## SUPPLIED DATA
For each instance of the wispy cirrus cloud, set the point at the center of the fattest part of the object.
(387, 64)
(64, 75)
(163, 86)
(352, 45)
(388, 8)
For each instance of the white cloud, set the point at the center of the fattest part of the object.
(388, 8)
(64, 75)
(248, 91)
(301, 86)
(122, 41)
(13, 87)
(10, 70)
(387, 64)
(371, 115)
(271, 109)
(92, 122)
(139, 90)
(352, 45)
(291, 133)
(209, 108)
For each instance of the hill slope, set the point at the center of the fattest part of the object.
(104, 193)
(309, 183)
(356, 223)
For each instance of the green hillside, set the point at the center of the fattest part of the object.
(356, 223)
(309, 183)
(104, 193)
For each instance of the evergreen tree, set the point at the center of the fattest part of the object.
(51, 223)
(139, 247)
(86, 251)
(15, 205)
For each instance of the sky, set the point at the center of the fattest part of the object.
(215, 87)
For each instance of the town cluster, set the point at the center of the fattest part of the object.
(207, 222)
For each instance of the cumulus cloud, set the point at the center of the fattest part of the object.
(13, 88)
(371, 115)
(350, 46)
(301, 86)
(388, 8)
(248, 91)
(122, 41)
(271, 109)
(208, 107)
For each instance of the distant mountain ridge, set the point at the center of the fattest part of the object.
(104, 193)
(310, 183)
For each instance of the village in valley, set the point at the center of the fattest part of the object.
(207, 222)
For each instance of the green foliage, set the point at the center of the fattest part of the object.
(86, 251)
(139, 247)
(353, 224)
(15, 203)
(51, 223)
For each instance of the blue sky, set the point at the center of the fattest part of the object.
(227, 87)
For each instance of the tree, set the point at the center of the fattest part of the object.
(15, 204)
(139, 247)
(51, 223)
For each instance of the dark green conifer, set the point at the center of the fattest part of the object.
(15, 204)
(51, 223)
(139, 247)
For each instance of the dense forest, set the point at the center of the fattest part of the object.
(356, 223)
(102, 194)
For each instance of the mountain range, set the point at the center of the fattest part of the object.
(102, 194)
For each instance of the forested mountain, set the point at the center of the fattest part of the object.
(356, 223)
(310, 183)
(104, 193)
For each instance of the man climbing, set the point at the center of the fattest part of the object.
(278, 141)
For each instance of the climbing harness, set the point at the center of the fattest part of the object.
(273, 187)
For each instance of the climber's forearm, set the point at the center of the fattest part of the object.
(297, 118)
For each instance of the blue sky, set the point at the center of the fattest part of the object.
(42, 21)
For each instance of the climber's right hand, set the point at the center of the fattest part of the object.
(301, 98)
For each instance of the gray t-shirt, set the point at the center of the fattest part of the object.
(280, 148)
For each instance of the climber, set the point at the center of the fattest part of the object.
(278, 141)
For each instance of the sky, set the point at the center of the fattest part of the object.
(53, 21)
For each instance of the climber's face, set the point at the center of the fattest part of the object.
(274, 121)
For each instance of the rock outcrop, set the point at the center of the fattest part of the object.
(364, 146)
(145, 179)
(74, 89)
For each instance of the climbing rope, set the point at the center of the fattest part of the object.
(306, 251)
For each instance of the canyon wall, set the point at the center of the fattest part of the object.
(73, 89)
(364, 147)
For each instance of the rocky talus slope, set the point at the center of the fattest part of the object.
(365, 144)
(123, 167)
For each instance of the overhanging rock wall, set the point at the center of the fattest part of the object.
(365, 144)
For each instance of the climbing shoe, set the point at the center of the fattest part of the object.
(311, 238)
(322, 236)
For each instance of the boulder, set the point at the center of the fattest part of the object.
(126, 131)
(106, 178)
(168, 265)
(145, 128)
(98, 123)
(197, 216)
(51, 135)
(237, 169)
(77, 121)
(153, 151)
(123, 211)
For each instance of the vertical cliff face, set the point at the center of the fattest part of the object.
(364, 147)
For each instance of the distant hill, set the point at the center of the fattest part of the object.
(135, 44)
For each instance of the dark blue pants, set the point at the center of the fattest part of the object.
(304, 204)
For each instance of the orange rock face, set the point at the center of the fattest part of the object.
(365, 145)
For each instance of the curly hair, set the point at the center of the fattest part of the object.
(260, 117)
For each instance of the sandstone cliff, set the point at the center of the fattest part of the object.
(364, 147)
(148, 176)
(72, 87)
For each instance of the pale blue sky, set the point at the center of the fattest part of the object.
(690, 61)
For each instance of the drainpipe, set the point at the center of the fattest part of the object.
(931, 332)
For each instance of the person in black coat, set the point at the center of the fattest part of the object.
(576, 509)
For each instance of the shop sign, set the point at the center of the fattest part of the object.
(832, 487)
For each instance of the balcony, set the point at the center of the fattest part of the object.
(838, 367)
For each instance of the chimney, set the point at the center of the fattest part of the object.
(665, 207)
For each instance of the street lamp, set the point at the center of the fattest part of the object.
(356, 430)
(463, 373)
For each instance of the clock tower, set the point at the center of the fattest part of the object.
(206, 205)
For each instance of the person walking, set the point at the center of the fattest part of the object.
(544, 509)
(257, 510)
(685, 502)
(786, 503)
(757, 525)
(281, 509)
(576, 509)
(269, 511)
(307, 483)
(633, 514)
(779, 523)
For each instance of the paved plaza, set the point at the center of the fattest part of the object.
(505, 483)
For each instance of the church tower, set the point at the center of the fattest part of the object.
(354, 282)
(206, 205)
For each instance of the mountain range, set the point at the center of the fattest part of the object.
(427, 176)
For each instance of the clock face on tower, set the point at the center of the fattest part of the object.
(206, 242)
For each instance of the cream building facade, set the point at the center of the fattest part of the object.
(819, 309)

## WORK TO COMPLETE
Copy the material above exactly, starting with the line that contains "For each instance of the church" and continuing through its last line, with both ends included.

## OUTPUT OF THE EXERCISE
For each instance of the church tower, set the point at the center of the fattest part of the object.
(354, 282)
(206, 205)
For each instance of the mountain range, set the point at the center of the fattest part of the object.
(427, 176)
For each instance of the clock face on tower, set the point at the center of the fattest part of the object.
(206, 242)
For each instance of the cream building facade, set the point at the center of the fattest part of the object.
(819, 309)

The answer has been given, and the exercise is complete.